Update the data below by changing "white cumulus cloud" to "gray storm cloud" wherever it occurs, leaving everything else as it is. Leave the pictures out of your copy.

[BEGIN INPUT FOR THIS TASK]

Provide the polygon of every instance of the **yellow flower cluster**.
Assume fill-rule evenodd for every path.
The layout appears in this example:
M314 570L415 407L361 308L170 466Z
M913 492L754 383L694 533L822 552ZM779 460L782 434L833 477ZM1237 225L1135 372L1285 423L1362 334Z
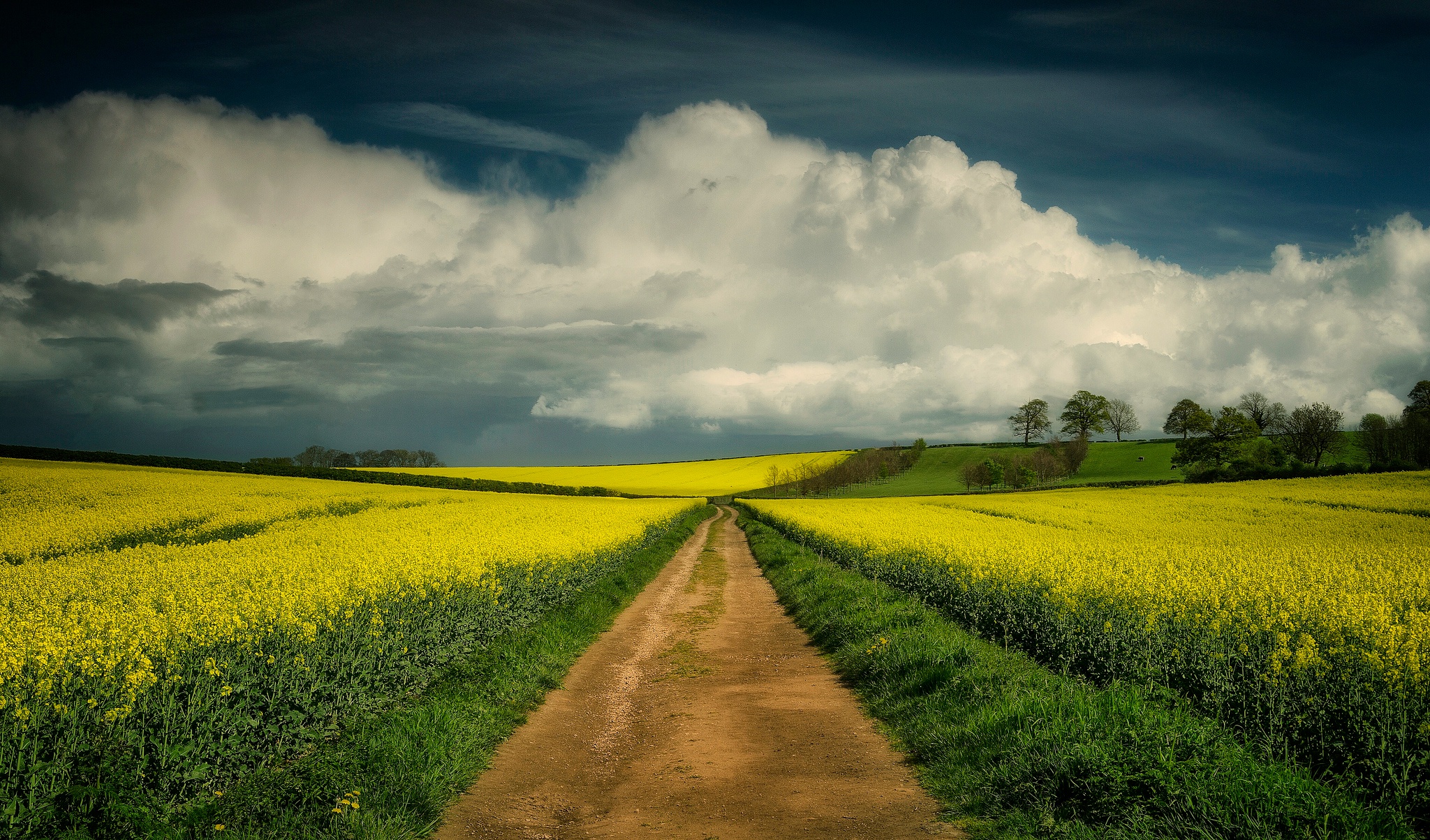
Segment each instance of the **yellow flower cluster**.
M771 467L782 472L798 469L805 464L832 467L851 454L804 452L672 464L623 464L619 467L392 467L379 469L490 481L531 481L565 487L603 487L635 495L718 497L766 487Z
M197 477L200 481L179 481ZM432 491L0 458L0 560L242 537L283 519L426 504Z
M83 684L103 690L96 713L113 721L170 677L156 660L226 641L260 647L277 631L313 638L358 604L495 587L496 564L539 568L551 580L538 582L561 587L563 568L691 507L3 461L7 551L31 561L0 567L0 705L27 718ZM200 541L230 525L256 532ZM120 535L157 541L104 548ZM67 547L77 548L60 554ZM370 621L369 635L400 645L400 631ZM222 663L207 667L220 694L232 691Z
M1231 651L1270 638L1254 663L1270 678L1354 660L1393 685L1430 683L1426 472L749 505L894 577L945 568L1068 618L1118 605Z

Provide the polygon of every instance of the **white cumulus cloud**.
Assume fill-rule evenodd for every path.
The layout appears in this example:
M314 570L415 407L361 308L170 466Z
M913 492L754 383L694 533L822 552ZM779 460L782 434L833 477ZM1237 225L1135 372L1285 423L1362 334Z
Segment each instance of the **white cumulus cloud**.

[END INPUT FOR THIS TASK]

**SOLUTION FOR THIS EXERCISE:**
Provide the polygon of every instance of the **yellow flower cluster**.
Assume fill-rule evenodd for every path.
The layout appears in this example:
M314 570L415 407L361 308L170 466Z
M913 492L754 383L694 533L822 552ZM779 460L782 434L833 477ZM1237 225L1135 372L1285 423L1362 334Z
Segment each instance of the **yellow flower cluster**.
M771 467L782 472L798 469L805 464L832 467L851 454L804 452L672 464L623 464L619 467L392 467L379 469L490 481L531 481L565 487L603 487L635 495L718 497L766 487Z
M197 477L200 481L179 481ZM432 491L0 458L0 560L242 537L283 519L426 504Z
M83 684L103 690L96 713L113 721L170 677L156 660L226 641L260 647L277 631L313 638L358 604L495 587L496 564L539 568L551 580L538 582L561 587L563 568L691 507L3 461L7 551L31 561L0 567L0 705L27 718ZM200 541L230 525L256 532ZM120 535L157 541L104 548ZM67 547L77 548L60 554ZM370 621L369 635L400 645L400 631ZM222 663L207 667L220 694L232 691Z
M1231 651L1270 638L1254 663L1270 678L1354 660L1393 685L1430 683L1426 472L749 505L894 577L945 568L1068 618L1118 605Z

Provide the polygon of every instance of the **gray storm cloud**.
Assume fill-rule evenodd for every path.
The layout appears in this example:
M314 570L415 407L361 308L170 466Z
M913 492L754 383L694 533L822 552ZM779 460L782 434L833 477ZM1237 225L1135 372L1285 423L1362 334Z
Segment each instance of the **gray storm cloud**.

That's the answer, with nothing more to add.